**DIRECTIVE**
Please list every username that posted in the Punkbuster forum thread below, each once, in order of first appearance.

# CoDUO Punkbuster Help



## Krimson390 (Sep 23, 2007)

Hi I am having problems with my CoDUO (1.5) MP and I was wondering if anyone can help. Whenever I try to connect to a punkbuster server I can join the game but then 30 seconds into it it says:

"Server Disconnected - Has been kicked via Punkbuster (For 0 minutes)...RESTRICTION: Service Communication Failure: PnkBstrA.exe

Any tips or help would be appreciated :smile:


----------



## pharoah (Aug 28, 2006)

goto the punkbuster site check for any updates.also there is a known problem with some of the latest game updates,and punkbuster.


----------



## Krimson390 (Sep 23, 2007)

I have already tried that sereral times :sigh: Any other suggestios as to what i should do? Please any suggestions will help!!


----------



## pharoah (Aug 28, 2006)

have you tried reinstalling punkbuster?how about the game itself?reinstalling them may fix the problem.


----------



## Krimson390 (Sep 23, 2007)

Have already done that too...although this time when I tried it again it loaded pnkBstrA.exe but not pnkBstrB.exe and then when i got kicked it said kicked for not loading pnkBstrB this time....Anyone know how I get both to run?


----------



## koala (Mar 27, 2005)

To save time, can you tell us what else you've already tried?


----------



## Krimson390 (Sep 23, 2007)

I've tried uninstalling/reinstallng game. Didnt change anything...I checked my firewall to see if something was blocking the pnkbstr.exe files. Tried reinstalling pb several times...no changes. I dont know what else to do :4-dontkno


----------



## IAmNutsAboutPCs (Sep 29, 2007)

Press Ctrl-Alt-Delete and on the *Processes* tab do you see a process called *PnkBstrA.exe*?

If not click Start > Run and type *MSCONFIG* and hit OK.

On the *Services* tab you should have *PnkBstrA* somewhere in the list, make sure that it is ticked, press OK and restart your system.

This should do the trick.

If it doesn't, simply go to the Windows Task Manager again and click File > New Task (Run...) and type *PnkBstrA.exe* in the box and click OK, you will have to do this every time you want to play COD2, BF2 etc.


----------



## Krimson390 (Sep 23, 2007)

I think will work but whenever I click the run and type pnkBstrA.exe it opens but then 15 seconds later it closes automatically...any help on how to make it so it runs continously?


----------



## IAmNutsAboutPCs (Sep 29, 2007)

What about the first part of my post?


----------



## Krimson390 (Sep 23, 2007)

Yes under my processes there is a pnkBstrA.exe but no pnkBstrB.exe...I think I need both in order for it to work again...


----------



## IAmNutsAboutPCs (Sep 29, 2007)

Read all of my post man!!!

This bit:



IAmNutsAboutPCs said:


> If not click Start > Run and type *MSCONFIG* and hit OK.
> 
> On the *Services* tab you should have *PnkBstrA* somewhere in the list, make sure that it is ticked, press OK and restart your system.
> 
> This should do the trick.


----------



## FLOBIE (Nov 8, 2007)

guys im having the same problem somwhat with my BF1942 but when i open my task mgr the top part is gone ! i dot know what i did, theirs no list across the top of files,processes,services .. what did i hit and how do i get it back so i can do what you said? any ideas. thank you
flobie


----------

**Saved entries**
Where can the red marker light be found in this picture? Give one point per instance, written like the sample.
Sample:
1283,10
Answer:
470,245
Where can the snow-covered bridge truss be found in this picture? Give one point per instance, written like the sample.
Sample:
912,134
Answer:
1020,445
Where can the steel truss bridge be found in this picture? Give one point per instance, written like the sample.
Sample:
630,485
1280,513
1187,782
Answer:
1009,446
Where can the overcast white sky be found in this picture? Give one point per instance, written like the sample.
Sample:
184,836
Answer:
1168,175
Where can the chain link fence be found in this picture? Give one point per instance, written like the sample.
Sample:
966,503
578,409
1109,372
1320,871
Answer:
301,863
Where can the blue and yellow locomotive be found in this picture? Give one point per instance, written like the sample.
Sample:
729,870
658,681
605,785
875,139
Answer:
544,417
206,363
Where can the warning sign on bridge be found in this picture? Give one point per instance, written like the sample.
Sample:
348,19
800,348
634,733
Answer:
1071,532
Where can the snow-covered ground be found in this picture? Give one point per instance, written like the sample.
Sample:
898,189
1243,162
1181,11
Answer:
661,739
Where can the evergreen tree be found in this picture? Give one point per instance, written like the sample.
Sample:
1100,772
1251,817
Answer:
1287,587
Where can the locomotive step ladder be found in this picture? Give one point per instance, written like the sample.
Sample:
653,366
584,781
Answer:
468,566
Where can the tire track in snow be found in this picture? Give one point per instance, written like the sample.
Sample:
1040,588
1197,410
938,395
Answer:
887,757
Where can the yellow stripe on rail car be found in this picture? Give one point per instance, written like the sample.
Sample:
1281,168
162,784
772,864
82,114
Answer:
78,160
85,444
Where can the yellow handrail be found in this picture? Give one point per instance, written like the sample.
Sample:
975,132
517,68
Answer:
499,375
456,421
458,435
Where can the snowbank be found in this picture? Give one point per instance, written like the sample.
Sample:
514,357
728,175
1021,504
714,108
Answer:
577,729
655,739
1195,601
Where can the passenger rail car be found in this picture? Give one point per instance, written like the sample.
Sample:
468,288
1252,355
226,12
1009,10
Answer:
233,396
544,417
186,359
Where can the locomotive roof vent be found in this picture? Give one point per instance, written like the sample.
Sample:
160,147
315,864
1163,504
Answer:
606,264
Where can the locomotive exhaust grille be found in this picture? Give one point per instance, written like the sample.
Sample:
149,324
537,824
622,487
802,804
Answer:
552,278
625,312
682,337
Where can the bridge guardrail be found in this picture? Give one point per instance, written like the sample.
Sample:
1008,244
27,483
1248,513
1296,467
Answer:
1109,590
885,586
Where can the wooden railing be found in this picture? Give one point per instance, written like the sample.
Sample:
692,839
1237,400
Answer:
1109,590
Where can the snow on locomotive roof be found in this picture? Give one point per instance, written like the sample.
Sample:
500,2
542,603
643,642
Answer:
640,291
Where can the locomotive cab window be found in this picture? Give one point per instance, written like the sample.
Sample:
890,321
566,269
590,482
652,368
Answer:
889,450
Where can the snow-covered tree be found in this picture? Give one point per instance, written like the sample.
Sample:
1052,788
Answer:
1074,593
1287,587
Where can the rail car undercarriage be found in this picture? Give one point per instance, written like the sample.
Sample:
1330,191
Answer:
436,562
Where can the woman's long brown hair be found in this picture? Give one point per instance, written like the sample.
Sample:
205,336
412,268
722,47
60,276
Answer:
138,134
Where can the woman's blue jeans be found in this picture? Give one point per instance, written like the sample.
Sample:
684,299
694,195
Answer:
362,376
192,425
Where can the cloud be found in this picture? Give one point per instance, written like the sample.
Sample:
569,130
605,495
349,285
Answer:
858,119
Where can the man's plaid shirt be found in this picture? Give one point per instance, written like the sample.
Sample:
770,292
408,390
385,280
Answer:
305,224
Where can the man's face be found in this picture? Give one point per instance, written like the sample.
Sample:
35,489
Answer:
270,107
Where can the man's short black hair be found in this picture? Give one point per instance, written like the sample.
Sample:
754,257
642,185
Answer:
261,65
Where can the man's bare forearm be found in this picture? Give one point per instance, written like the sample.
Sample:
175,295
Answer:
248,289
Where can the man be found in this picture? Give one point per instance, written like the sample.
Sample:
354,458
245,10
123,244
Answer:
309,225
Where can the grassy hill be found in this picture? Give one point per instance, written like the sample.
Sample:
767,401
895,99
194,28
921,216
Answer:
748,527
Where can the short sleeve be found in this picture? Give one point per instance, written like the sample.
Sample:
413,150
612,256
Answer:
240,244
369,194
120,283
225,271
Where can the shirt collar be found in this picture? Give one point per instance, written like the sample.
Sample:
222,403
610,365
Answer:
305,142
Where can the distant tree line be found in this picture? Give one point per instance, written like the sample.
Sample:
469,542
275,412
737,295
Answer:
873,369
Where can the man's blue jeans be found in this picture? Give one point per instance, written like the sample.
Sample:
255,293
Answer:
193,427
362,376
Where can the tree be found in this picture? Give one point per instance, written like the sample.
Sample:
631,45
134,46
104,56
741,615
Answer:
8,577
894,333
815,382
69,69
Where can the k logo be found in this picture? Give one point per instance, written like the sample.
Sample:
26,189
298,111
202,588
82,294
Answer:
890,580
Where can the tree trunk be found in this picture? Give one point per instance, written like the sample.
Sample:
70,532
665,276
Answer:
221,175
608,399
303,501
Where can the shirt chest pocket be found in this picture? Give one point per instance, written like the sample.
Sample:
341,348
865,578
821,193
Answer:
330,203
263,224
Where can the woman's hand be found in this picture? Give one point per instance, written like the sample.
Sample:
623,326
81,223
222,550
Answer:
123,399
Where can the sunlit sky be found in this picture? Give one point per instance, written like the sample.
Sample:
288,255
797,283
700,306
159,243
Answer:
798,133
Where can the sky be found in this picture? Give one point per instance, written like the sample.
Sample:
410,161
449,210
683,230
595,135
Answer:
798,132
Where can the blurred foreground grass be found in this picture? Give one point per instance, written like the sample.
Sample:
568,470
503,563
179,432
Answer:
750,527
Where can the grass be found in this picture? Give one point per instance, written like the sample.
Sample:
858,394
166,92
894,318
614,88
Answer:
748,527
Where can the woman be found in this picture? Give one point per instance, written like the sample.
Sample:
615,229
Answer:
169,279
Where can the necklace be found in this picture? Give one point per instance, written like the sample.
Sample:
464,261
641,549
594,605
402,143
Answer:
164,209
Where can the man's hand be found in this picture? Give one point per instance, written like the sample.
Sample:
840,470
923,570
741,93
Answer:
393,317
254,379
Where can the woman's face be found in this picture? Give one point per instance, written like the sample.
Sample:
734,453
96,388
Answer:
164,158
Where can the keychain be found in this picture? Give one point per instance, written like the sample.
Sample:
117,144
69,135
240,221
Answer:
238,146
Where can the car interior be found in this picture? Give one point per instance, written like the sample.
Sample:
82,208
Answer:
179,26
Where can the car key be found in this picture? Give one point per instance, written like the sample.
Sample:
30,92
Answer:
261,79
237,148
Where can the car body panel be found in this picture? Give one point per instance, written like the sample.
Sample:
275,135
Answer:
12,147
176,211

**THE ANSWER**
Krimson390
pharoah
koala
IAmNutsAboutPCs
FLOBIE